» TASK 1:
Rewrite the rows from the one containing "Is there any boat" down to the last row. Keep the requests unchanged, and increase every bounding-box coordinate in the answers by 135.

>> START EXCERPT PROVIDED

There are two major groups of predatory sharks today. Carcharhiniform or ground sharks—including bull, tiger and hammerhead sharks—are the most numerous, represented by more than 250 species. Lamniform or mackerel sharks—such as great white, mako and grey nurse sharks—number only 15 species today.
But during the Cretaceous period this dominance was reversed, with mackerel sharks—in particular, a diverse group of great-white-like species called the anacoracids—being far more numerous than ground sharks. One fearsome and stocky species, Squalicorax, which reached up to 16 feet in length, may have relied on giant marine reptiles for sustenance.
Relatively smaller plesiosaurs and mosasaurs, including Plioplatecarpus and Prognathodon, were likely easy pickings for sharks such as Squalicorax. But one of the most common marine reptiles still present at the end of the Cretaceous period was Mosasaurus. At 56 feet long, a full grown Mosasaurus would likely have been too big to be threatened by a Squalicorax. In fact, this apex predator may itself have preyed upon sharks. But Campione says Squalicorax would likely have scavenged dead mosasaurs and hunted juveniles comparable to or smaller than itself in size. Their diet may also have included many large species of squid in coiled shells, known as ammonites.
But when the large prey these mackerel sharks relied upon abruptly vanished after the impact, so too did the sharks that fed upon them. As many as 34 percent of all shark species alive at that time are thought to have died out. Many of the sharks that eventually replaced them were fish-eating species that came to be the ancestors of most of the sharks in our oceans today.
“The end-Cretaceous extinction saw major losses in marine reptiles and cephalopods that would have been an important food source for anacoracids such as Squalicorax,” says Camipone. “The post-extinction world, however, saw the rise of bony fishes. So anacoracids, which would have relied on large marine organisms for sustenance, did poorly across the extinction, whereas predominantly fish-eating forms, such as smaller-bodied houndsharks, did well.”

>> END EXCERPT PROVIDED
>> START STORED DATA

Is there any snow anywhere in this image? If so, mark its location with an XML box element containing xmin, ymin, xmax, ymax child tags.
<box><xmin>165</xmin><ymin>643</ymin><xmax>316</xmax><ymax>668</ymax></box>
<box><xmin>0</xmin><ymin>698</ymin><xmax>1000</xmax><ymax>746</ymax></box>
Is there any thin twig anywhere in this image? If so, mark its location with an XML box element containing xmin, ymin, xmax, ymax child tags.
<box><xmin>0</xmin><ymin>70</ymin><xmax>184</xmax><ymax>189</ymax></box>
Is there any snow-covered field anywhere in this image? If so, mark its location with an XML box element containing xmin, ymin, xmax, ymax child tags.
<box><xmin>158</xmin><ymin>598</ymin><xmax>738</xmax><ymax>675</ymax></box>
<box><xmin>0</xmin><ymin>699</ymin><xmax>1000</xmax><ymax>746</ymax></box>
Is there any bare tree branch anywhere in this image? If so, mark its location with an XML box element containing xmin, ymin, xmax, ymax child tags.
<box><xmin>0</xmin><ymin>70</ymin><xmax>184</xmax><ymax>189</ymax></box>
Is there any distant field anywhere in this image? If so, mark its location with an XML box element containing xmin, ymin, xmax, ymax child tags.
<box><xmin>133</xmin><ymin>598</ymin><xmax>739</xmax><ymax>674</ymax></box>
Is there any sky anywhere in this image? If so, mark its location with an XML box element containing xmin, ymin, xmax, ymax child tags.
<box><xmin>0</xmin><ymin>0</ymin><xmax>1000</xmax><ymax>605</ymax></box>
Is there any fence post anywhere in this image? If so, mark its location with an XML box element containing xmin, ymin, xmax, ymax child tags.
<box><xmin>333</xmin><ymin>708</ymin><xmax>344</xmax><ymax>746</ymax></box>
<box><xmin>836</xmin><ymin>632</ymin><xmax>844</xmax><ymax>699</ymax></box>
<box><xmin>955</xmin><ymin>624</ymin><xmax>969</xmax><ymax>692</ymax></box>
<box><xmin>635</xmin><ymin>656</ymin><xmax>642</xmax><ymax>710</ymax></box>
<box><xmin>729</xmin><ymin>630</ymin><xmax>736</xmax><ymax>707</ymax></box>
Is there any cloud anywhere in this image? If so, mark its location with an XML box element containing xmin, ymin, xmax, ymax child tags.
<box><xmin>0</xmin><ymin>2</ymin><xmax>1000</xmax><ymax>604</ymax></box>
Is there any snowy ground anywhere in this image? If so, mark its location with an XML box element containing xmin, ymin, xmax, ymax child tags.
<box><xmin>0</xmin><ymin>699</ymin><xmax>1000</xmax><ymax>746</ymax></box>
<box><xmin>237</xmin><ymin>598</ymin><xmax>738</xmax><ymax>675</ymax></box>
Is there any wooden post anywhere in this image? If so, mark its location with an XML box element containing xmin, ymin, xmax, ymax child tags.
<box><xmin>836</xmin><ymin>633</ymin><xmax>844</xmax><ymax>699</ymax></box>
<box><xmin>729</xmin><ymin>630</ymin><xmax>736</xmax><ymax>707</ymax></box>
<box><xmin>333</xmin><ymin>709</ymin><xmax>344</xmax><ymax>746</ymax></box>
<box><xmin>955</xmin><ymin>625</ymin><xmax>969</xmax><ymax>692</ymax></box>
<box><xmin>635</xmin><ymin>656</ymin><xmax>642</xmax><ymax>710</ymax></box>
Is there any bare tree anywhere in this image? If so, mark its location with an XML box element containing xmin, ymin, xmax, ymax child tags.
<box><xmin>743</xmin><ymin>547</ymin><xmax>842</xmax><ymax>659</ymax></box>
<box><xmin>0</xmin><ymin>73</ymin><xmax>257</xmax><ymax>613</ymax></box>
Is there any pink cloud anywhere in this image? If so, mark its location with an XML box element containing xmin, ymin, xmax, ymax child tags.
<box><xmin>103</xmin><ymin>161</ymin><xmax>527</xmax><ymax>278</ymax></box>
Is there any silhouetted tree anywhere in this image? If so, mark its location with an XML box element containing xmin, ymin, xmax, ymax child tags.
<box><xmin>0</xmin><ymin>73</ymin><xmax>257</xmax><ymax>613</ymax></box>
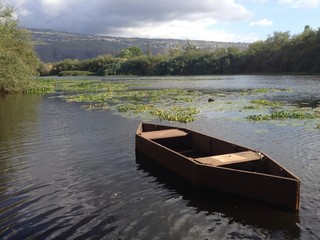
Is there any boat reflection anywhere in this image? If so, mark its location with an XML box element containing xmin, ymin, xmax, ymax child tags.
<box><xmin>136</xmin><ymin>152</ymin><xmax>300</xmax><ymax>238</ymax></box>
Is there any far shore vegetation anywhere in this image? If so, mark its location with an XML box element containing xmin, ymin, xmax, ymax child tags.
<box><xmin>0</xmin><ymin>0</ymin><xmax>320</xmax><ymax>98</ymax></box>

>> END STORED DATA

» TASK 2:
According to the shark excerpt, up to what length could Squalicorax grow?

» EXERCISE RESPONSE 1:
Is there any boat reflection anywhere in this image? If so, mark its location with an XML box element containing xmin, ymin, xmax, ymax child tags.
<box><xmin>271</xmin><ymin>287</ymin><xmax>435</xmax><ymax>373</ymax></box>
Is there any far shore vegetation anywhere in this image? If so, mark its location with an XML box element containing xmin, ymin, xmax, ymax child tags.
<box><xmin>135</xmin><ymin>135</ymin><xmax>455</xmax><ymax>233</ymax></box>

» EXERCISE RESPONSE 2:
Up to 16 feet.